The exercise - Copy out the entries word for word, starting at the line that contains "Thank you for this photo. Would you kindly tag the red" and continuing through the end of the entries.

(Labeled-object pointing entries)
━━━━━━━━

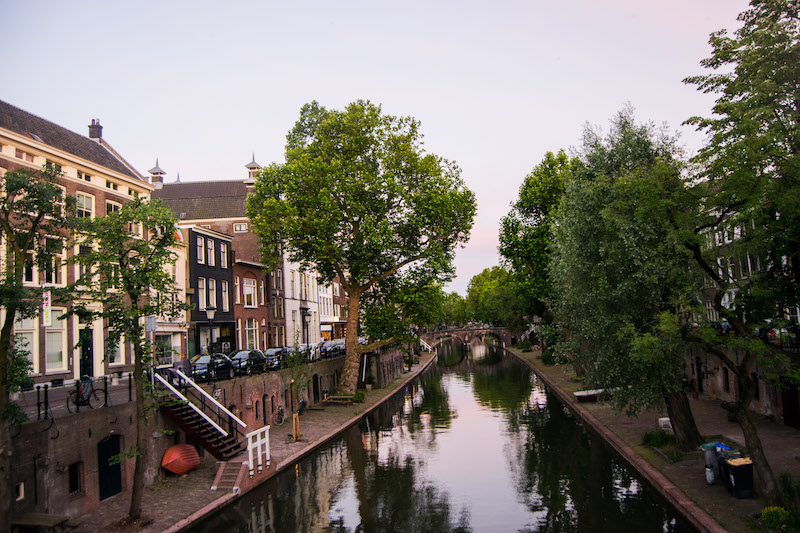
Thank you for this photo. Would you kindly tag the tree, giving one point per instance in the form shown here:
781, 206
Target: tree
750, 190
359, 198
125, 278
526, 231
624, 281
32, 207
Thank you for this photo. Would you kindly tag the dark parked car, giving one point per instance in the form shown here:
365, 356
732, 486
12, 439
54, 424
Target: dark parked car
212, 366
249, 362
274, 358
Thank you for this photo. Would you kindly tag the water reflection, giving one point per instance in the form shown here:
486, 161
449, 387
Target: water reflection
475, 444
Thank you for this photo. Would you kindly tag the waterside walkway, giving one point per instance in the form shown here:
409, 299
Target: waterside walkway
683, 484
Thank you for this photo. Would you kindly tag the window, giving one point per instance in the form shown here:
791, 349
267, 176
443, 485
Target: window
225, 296
249, 292
210, 246
223, 255
24, 155
56, 339
114, 354
201, 294
75, 479
85, 205
54, 271
27, 339
201, 251
251, 334
212, 293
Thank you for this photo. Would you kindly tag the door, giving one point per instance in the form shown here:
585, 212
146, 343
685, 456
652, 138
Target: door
109, 476
87, 352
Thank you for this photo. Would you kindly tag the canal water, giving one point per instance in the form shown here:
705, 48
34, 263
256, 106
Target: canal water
474, 444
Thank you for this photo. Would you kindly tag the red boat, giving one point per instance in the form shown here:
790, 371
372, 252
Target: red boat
180, 459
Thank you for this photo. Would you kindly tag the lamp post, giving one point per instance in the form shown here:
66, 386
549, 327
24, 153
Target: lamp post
210, 312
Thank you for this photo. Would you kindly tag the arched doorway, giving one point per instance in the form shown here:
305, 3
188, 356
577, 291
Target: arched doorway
109, 476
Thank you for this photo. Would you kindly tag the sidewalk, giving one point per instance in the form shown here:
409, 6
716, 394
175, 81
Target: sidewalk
176, 502
683, 483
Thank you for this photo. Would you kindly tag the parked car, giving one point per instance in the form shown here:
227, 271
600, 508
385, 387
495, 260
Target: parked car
249, 362
213, 366
274, 358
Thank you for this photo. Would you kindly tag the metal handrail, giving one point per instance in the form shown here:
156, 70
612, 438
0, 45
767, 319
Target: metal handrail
191, 382
190, 404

━━━━━━━━

Answer below -
Thank you for this photo. Would you kindly tag the red boat, giving one point per instance in the form shown here:
790, 371
372, 252
Target: red boat
180, 459
Thank you for this photo. Would you kindly tag the lamp post, giving one point per instance in the form shown here:
66, 386
549, 327
24, 153
Target: lamp post
210, 312
Thank you for this photo. Would you kindly tag the arched doorway, giving one point per instance in the form shown here:
305, 3
188, 356
577, 291
Target: arched doorway
109, 476
Thank you for this photo. Would you kindly tag the sidewalk, giving one point per instance in the form shown here:
409, 6
716, 394
175, 81
Target: sidewalk
176, 502
683, 483
Thank you for this photo. Would you kindly tag the parked car, giving one point per instance in the form shown here:
227, 271
600, 508
385, 387
495, 260
Target: parked car
249, 362
213, 366
274, 358
Thank you for this photo. Would you kindly tag the metal handrail, giving one point per instance in the form shown here:
156, 70
612, 438
0, 45
767, 319
Target: metal handrail
191, 382
190, 404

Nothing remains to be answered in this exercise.